* _PAGE_:
┌──

Driving Too Much Car? The Simple Car Principle

| March 19, 2011 | Comments (3)

car depreciation

Ok, I know, just about everyone or at least someone you know has a car.  A car is a very useful tool to get us from point A to B and many times as an enjoyable voyage.  Having said that, have you ever thought to think just about if you are driving a little too much ‘car’.  Having driven everything from old beaters to cargo vans to luxury vehicles, I have possibly ridden in almost every car ‘type’ out there.

 

The reason you should be looking very carefully at your automobile purchase is that it can very easily wreck your finances.  Not only that, but they are generally not good investments as well.  Good investments usually net you some sort of return and there are very few cars that do that.  In fact, a vehicles worse enemy is usually time and even worse, depreciation of the car.  I like to call these types of consumer buys – negative assets because they are devalued over time until they become almost useless.

 

Point in check:  Have you ever saw a vehicle from as far back as the 1980s or 90s that is still on the road today?  How much do you think they are worth?  I’d bet not every much money.  I’ve seen vehicles that were once $15K – 20K brand new that sold for $100, yes $100!  Vehicles definitely don’t age well like a fine wine. Quickly, the new car smell goes away and you realize that you are losing money every time you drive it.  It’s interesting, but every one that buys a new car goes through the same revelation, they realize that the new car is not so new anymore and even worst yet, can feel trapped with fairly high car payments.

 

Consumers have all right to worry about buying more of a vehicle than they can afford.  Here are some worrying stats:

  • Gas Prices are at all time high – prices in the U.S. will eventually hit the $5 / Gal. mark
  • Vehicles can lose serious value from the time you drive it off a dealer’s lot.
  • Hybrid cars have excellent technology but usually priced 10K-15K more than their ‘normal’ models.
  • A vehicle’s value can drop anywhere between 15-20% Annually and some as much as 35-40%!
  • According to fool.com, a $20K dollar vehicle can very easily be worth $16K from the initial purchase.
  • New Vehicle models generally get pricier every year, but the level of depreciation stays constant.

 

Yes, generally not the best news that consumer likes to hear.  Of course, they are some that would rather play dumb and just know that they are driving the latest car to satisfy their ego and the keeping up with the Joneses mentality.  Many others just lease, even though it wrecks their finances even more yet they own nothing at the end of the lease.

 

I digress though, there is still light at the end of the tunnel if you are willing to do research on what vehicle you should actually purchase.

 

Tips on Buying Your Next Vehicle

If you plan on buying new, make sure you can easily afford the monthly payments. Also, if buying new, you should plan on keeping the vehicle for a long time.  This makes you a lot more financially savvy, and you will save serious dough over buying new constantly every few years.

└──

Items from a dataset:

┌──

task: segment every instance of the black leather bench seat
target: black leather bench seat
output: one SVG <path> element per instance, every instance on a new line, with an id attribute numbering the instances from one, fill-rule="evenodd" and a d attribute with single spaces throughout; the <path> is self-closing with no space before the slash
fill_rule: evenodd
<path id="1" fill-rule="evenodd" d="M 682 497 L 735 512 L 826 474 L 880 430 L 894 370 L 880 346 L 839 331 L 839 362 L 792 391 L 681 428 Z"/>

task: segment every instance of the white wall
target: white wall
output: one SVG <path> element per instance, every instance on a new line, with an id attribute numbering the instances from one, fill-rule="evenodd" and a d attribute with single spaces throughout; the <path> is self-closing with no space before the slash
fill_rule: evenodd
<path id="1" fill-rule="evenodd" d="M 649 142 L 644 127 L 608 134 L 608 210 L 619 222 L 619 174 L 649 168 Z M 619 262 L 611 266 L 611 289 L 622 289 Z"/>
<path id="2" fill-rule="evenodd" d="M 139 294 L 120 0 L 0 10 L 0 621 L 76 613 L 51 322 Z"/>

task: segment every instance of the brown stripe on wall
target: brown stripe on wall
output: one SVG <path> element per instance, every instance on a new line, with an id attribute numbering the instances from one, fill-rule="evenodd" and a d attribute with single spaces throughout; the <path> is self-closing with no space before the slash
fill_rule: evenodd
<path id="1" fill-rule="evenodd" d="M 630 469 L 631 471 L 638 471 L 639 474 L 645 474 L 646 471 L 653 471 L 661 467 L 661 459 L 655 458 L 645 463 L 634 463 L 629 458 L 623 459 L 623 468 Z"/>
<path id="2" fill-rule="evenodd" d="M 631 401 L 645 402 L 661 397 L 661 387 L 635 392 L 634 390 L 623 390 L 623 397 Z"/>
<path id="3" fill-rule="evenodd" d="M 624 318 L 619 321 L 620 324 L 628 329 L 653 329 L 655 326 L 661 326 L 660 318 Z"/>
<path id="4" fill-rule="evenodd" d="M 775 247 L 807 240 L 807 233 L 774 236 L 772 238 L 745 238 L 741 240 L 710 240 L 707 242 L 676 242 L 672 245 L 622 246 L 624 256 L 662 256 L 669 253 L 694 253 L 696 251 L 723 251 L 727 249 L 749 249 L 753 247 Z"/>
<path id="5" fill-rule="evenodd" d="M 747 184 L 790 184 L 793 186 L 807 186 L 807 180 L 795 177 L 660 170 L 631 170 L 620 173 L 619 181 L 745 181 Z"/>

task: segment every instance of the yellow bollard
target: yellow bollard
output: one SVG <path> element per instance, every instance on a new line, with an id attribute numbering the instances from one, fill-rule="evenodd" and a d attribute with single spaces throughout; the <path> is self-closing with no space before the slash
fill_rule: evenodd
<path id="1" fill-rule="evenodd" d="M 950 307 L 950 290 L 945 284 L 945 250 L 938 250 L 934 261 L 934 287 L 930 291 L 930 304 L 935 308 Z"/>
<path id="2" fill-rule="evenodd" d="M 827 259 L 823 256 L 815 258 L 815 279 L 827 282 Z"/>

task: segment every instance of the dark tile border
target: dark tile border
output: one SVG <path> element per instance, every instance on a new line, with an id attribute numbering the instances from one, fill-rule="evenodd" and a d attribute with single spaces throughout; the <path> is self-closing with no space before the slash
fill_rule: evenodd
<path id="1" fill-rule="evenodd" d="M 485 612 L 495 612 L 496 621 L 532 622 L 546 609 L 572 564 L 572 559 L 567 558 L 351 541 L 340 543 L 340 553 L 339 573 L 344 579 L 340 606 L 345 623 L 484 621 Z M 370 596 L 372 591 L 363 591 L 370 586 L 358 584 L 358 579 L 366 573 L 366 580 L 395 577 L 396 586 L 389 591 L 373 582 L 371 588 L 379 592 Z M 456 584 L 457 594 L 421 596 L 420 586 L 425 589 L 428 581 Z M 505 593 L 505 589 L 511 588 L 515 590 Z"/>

└──

* _WORK TO DO_:
1. Transcribe the passage from the car article, starting at "The reason you" and ending at "become almost useless.".
2. Pick up the piece on car buying and depreciation where it stops, and keep writing it.

* _WRITTEN ANSWERS_:
1.
The reason you should be looking very carefully at your automobile purchase is that it can very easily wreck your finances.  Not only that, but they are generally not good investments as well.  Good investments usually net you some sort of return and there are very few cars that do that.  In fact, a vehicles worse enemy is usually time and even worse, depreciation of the car.  I like to call these types of consumer buys – negative assets because they are devalued over time until they become almost useless.

2.
In fact, what I call ‘trading up’ or trading in your new car every two years just so you can look the part is a very unwise financial move.  A lot of people do this for the status, many do it to keep up with the Joneses, and many just like to buy new.  I know people that buy new and keep their vehicles for 10 years literally writing them off as depreciable assets.

 

Personally, I like to look for quality used vehicles just a few years old and look for desperate sellers.  You can quite easily find a super deal like this.  I once bought a vehicle worth around 10K for about 6K literally buying the vehicle for cash.  Real life tip: New Vehicles will be the most expensive in the first two years of ownership.  Try to find vehicles just after this threshold and you will find a sweet spot for buying.

 

How Much Car Can You Really Afford?

This question varies, but I tend to agree with bankrate.com that you should limit your spending on monthly car loans to be no more than about 20% of your take home income.  This is wise advice and they are so many people out there driving more car than they really need.  So much so, that they have an expensive car and can’t afford real assets such as property or a home for example.

 

Always factor in other additional necessities like gas, insurance for the year, maintenance and anything else.  This can be something very substantial, so make certain to use a quality Auto Loan Calculator to calculate just what you know you can afford.

My Really BIG ADVICE and Take Away

As you know, I love to blog on all sorts of Financial Freedom topics and this is one that is close to what I believe in.  To get out of debt faster, I really propose that you pay cash outright for your vehicles or put down the biggest lump sum from the get go.  Doing so, allows you to put your cash towards other debts so that you can finally be Financially Free.

 

Another good Tip: If you do hold a car loan, make certain to pay towards unscheduled payments or principal to shorten the life of the loan and save you much interest.

 

How do you buy your vehicles?  Have any good tips to share?  Would love to hear them, join me in the discussion by commenting on this post.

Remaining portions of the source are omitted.